Short exercise: Extract every line of the records below that contains the string "spoon", and list those lines in their original order.

Dataset:
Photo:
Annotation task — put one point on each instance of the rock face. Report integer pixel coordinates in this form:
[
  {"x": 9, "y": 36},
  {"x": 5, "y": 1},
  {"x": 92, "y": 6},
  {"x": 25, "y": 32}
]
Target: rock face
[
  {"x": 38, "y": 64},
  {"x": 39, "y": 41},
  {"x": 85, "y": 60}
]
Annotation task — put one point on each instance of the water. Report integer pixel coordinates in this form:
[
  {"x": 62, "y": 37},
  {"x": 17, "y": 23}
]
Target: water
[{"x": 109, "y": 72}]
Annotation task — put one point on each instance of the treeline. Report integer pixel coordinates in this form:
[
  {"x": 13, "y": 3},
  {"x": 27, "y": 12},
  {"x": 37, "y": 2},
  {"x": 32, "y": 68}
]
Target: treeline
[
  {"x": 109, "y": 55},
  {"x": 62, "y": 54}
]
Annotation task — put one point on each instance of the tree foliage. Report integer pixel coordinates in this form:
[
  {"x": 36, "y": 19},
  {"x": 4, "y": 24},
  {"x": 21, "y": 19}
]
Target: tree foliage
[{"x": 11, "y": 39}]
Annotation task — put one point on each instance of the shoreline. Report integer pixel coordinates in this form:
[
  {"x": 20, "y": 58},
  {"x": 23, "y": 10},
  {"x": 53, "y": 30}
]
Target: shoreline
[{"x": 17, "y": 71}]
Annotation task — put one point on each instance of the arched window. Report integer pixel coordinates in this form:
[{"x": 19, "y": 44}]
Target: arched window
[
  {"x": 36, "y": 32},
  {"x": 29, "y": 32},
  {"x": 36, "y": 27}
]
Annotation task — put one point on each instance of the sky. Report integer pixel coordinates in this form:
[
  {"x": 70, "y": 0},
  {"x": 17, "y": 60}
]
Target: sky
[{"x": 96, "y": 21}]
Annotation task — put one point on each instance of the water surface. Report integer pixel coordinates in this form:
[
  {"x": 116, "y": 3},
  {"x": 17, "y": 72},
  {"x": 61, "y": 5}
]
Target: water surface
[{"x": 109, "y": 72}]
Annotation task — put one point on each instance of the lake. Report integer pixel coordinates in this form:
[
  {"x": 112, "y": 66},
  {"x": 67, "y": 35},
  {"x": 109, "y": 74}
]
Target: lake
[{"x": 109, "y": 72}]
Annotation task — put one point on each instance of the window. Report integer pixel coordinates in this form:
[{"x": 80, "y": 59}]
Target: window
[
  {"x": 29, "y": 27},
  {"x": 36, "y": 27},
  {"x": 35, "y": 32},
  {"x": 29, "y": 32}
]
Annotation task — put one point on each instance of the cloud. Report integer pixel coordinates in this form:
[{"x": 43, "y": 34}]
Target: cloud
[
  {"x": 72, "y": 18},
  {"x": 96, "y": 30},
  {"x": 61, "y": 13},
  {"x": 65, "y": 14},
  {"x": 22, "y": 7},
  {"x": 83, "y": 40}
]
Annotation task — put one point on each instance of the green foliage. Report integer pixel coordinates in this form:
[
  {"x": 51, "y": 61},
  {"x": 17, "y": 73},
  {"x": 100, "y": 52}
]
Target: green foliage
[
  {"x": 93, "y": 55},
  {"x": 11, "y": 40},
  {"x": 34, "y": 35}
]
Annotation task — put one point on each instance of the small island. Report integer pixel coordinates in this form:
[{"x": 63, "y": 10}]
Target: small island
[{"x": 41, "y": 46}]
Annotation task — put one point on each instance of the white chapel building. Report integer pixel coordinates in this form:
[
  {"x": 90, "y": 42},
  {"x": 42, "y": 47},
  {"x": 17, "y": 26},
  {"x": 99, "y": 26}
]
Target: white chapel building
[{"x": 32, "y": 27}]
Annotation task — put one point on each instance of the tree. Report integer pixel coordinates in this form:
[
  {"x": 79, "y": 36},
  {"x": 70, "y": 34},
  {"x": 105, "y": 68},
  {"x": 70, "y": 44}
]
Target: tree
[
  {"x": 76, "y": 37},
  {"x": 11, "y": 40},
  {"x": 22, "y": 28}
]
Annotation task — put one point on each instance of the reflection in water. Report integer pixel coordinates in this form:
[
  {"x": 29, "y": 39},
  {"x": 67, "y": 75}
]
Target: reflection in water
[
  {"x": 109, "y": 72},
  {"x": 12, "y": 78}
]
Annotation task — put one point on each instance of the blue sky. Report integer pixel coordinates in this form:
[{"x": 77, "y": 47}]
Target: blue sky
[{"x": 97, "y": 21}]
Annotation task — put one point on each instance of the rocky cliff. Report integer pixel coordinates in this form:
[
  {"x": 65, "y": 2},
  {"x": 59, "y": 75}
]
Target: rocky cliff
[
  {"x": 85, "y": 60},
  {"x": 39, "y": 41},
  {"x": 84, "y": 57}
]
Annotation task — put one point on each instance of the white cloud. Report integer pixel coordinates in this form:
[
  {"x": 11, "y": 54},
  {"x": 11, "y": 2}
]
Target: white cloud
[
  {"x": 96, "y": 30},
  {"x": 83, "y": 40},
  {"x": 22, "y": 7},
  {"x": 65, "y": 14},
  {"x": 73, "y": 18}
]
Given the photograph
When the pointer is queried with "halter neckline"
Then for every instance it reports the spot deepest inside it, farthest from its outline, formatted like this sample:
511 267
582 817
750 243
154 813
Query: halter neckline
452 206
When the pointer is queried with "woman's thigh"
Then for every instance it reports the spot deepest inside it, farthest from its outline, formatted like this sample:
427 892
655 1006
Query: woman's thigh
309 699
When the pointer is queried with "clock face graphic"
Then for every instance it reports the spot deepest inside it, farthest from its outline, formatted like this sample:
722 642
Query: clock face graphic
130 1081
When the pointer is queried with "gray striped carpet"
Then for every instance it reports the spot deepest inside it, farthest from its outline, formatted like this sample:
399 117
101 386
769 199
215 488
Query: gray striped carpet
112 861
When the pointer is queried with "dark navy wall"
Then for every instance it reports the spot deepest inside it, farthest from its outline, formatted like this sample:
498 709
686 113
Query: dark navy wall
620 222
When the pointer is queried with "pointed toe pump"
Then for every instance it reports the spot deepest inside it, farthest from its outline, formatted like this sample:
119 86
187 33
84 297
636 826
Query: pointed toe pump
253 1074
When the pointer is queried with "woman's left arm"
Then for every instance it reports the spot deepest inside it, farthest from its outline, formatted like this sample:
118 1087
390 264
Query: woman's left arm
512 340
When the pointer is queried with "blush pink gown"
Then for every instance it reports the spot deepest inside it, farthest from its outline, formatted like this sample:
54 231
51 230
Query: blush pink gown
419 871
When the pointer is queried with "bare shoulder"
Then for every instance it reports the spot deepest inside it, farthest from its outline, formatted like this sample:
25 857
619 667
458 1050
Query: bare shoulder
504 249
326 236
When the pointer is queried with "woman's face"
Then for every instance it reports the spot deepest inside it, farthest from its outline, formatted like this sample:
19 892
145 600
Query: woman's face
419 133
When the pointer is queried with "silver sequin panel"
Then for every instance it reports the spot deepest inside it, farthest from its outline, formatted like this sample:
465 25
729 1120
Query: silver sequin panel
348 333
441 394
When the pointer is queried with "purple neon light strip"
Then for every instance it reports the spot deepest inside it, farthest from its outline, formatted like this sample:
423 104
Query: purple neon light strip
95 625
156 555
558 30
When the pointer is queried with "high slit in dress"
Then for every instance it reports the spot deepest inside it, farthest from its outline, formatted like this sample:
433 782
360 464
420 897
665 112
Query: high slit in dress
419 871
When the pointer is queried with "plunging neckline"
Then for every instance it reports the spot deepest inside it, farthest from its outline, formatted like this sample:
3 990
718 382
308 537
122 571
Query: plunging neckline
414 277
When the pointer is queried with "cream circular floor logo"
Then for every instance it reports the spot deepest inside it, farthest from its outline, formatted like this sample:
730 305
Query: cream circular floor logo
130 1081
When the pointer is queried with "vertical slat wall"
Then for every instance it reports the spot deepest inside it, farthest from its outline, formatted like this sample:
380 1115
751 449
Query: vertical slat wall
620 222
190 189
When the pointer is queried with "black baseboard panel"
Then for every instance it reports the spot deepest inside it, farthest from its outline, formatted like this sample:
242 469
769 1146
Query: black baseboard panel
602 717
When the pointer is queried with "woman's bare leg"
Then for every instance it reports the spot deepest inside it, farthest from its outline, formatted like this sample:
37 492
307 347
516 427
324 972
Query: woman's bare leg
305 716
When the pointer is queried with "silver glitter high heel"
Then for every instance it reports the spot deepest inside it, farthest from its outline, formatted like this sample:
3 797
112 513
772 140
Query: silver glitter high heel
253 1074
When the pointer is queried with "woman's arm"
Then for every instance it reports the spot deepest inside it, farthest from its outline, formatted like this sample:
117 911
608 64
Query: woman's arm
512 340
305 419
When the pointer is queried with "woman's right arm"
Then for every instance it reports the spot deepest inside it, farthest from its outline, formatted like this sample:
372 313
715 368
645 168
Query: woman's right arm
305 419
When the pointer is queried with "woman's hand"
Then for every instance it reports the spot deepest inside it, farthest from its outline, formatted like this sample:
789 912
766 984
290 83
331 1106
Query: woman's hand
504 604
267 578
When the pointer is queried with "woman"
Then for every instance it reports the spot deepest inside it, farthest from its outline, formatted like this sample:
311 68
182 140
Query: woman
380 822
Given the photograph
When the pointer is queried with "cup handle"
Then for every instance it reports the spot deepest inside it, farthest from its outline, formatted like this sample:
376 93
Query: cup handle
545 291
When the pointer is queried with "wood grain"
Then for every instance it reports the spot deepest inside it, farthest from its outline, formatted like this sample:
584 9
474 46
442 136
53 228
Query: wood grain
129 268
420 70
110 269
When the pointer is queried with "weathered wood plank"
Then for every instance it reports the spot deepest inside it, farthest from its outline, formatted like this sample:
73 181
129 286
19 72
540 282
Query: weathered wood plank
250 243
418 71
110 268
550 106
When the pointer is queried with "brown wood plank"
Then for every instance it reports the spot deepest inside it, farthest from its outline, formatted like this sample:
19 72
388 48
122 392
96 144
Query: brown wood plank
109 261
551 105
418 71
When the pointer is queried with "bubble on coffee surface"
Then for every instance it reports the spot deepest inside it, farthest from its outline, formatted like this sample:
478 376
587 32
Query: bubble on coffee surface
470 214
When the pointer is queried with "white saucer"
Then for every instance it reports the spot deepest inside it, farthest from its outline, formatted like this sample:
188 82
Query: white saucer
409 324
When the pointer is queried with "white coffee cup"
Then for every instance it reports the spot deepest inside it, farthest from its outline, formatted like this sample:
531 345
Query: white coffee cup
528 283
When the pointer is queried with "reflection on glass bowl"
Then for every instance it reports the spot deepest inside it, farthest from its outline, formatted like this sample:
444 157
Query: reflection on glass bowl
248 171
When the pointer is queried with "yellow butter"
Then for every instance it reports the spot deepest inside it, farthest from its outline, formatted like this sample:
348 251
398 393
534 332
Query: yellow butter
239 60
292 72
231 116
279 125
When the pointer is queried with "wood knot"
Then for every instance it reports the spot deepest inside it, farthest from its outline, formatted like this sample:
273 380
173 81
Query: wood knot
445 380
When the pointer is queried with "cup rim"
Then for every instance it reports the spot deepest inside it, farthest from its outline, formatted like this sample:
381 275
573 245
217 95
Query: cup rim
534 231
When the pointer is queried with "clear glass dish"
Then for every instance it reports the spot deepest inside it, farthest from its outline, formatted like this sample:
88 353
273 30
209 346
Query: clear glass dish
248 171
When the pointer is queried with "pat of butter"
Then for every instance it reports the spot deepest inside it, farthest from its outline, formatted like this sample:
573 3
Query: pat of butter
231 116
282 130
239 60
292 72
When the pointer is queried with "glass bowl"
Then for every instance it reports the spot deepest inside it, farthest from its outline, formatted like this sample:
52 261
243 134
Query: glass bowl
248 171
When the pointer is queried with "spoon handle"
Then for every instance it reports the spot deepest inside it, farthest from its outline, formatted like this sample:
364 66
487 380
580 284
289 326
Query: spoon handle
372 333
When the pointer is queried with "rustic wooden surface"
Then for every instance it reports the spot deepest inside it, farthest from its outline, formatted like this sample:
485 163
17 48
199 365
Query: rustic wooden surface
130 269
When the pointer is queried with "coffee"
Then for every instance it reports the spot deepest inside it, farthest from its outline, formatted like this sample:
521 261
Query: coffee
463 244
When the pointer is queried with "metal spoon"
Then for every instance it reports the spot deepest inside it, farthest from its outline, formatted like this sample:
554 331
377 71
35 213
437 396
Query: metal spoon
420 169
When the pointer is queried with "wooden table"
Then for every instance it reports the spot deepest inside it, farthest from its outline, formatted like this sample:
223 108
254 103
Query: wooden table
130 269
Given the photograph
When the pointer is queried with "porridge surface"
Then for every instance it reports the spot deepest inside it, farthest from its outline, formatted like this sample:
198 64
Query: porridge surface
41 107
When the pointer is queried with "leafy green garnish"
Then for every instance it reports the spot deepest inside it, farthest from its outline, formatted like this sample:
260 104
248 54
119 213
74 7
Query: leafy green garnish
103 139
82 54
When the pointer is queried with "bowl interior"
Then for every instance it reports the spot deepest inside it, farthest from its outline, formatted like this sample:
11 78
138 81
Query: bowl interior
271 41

Task result:
When the pointer is queried with "spoon handle"
Query: spoon handle
When the pointer is queried with "metal spoon"
Query: metal spoon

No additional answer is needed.